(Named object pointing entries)

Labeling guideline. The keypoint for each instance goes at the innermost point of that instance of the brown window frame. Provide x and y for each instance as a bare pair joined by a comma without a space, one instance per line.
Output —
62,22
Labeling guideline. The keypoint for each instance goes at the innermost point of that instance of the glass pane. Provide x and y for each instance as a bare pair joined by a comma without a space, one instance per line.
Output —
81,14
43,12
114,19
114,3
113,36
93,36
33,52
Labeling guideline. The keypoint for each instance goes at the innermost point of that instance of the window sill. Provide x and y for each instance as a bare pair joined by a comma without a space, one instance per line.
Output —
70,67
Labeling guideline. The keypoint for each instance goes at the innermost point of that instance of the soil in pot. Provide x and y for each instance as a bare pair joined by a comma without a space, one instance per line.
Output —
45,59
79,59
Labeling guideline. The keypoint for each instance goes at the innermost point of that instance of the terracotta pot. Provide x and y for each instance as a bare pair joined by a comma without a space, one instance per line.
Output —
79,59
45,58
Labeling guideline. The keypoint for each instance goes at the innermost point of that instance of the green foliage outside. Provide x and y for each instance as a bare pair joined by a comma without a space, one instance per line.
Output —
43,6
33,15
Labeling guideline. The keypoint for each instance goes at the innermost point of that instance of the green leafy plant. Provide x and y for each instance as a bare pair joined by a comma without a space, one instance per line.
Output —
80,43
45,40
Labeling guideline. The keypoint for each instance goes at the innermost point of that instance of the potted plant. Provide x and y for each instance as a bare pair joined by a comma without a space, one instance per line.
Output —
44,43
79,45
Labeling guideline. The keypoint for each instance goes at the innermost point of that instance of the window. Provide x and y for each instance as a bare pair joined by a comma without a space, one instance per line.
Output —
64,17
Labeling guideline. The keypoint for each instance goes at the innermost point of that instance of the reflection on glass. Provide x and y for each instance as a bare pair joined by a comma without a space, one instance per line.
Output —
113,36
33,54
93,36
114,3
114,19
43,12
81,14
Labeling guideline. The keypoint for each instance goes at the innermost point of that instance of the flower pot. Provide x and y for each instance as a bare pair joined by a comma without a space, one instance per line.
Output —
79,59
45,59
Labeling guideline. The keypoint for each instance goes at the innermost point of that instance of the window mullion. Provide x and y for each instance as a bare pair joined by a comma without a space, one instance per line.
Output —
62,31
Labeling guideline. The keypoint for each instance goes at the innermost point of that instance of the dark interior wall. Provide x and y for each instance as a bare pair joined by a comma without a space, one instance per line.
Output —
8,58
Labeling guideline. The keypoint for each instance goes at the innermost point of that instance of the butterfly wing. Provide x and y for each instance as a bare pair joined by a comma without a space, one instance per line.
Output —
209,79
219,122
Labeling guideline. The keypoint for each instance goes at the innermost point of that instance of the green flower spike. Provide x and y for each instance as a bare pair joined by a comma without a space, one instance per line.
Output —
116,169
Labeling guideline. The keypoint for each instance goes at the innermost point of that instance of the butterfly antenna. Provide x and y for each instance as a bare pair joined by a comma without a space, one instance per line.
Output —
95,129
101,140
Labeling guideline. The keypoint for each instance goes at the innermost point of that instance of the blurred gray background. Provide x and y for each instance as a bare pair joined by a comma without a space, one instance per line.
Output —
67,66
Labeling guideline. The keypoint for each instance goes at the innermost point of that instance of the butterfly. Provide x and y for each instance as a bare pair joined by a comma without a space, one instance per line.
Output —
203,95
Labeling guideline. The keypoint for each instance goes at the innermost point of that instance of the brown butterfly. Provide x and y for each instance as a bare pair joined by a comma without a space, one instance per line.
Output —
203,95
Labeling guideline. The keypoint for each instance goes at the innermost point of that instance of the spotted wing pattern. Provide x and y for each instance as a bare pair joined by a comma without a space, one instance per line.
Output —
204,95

PROBLEM | Each line in the material above must be retyped without alteration.

FULL ANSWER |
Labeling guideline. The keypoint for each instance goes at the innermost point of that instance of the brown window frame. Provide x and y for each instance as a bare pair joined by a comma without a space, one instance per line.
Output —
62,22
Labeling guideline. The keypoint for each instance goes at the innermost point of that instance of the glass pane. Provide x and y for each instance as a bare pair joined by a comma without a space, one instance per line.
Output —
81,14
43,12
114,19
114,3
113,36
93,36
33,52
Labeling guideline. The keypoint for each instance goes at the innermost point of that instance of the window sill. Provide x and y for each instance as a bare pair joined by a comma without a space, one instance per line.
Output —
70,67
Labeling guideline. The keypoint for each instance goes at the innermost point of that instance of the soil in pot. Provide x and y for each instance as a bare pair joined by a comma without a space, one instance per line.
Output —
45,59
79,59
Labeling guideline. The keypoint for each instance goes at the innermost point of that instance of the terracotta pot. Provide x and y for each instance as a bare pair joined by a comma without a space, one instance per line.
Output —
79,59
45,58
Labeling guideline. The keypoint for each instance goes at the innermost point of that instance of the green foliage outside. Provide x and y for each instance as a bare pair joined by a comma without a space, one instance per line.
Output —
43,6
33,15
Labeling guideline. The keypoint for each instance goes at the innermost point of that instance of the green leafy plant. Provide x and y for each instance as a bare pair joined by a comma without a space, one instance per line.
Output —
80,43
45,40
Labeling guideline. The keypoint for each instance goes at the innermost point of that instance of the potted plant. Provide x and y for each instance as a bare pair joined by a comma without a space, one instance per line.
Output —
44,43
79,45
Labeling guideline. The keypoint for each instance goes at the innermost point of that instance of the window. Provide x and y for each instance as a bare pair joined by a comma without a space, one instance per line.
Output —
64,17
Labeling guideline. The keypoint for each instance goes at the innermost point of that instance of the reflection on glass. Provide x and y for each instance as a bare pair joined by a comma without a space, one instance per line.
Output —
113,36
33,54
93,36
114,3
114,19
43,12
81,14
Labeling guideline. The keypoint for each instance goes at the innermost point of that instance of the flower pot. Provide x and y for each instance as a bare pair joined by a comma without a space, one instance per line.
Output —
79,59
45,59
Labeling guideline. The keypoint for each instance goes at the innermost point of that instance of the window mullion. Provide x and y for each instance as a bare pair joined by a comma without a space, one instance per line.
Output —
62,31
Labeling guideline. The keypoint for each instance goes at the innermost point of that instance of the dark interior wall. Provide x and y for each instance as a bare pair joined by a comma without a space, one instance per line.
Output —
8,58
Labeling guideline. The keypoint for each instance goes at the innermost point of that instance of the butterfly wing. Provide x and y for each instance as a bare pair joined by a comma without a space, one instance per line.
Output —
209,79
219,122
Labeling guideline. The keypoint for each instance goes at the innermost point of that instance of the green flower spike. Provide x and y for each instance as a bare pair joined by a comma without a space, one instance per line.
Output —
116,169
Labeling guideline. The keypoint for each instance goes at the innermost point of that instance of the butterfly antenna. Provide x and y for each instance as a bare pair joined by a comma without a space, one instance per line.
Output —
95,129
101,140
Labeling guideline. The keypoint for each instance goes at the innermost point of that instance of the blurred gray background. Provide x and y for each instance as a bare pair joined by a comma without a space, one instance per line.
Output —
67,66
Labeling guideline. The keypoint for each instance goes at the innermost point of that instance of the butterfly. Provide x and y for each instance as a bare pair joined by a comma without a space, one instance per line.
Output —
203,95
Labeling guideline. The keypoint for each instance goes at the innermost point of that instance of the brown butterfly. Provide x and y for each instance as a bare pair joined by a comma without a space, one instance per line.
Output —
203,95
Labeling guideline. The keypoint for each instance goes at the innermost point of that instance of the spotted wing pattern. Provide x and y for each instance as a bare pair joined by a comma without a space, one instance per line.
Output —
204,95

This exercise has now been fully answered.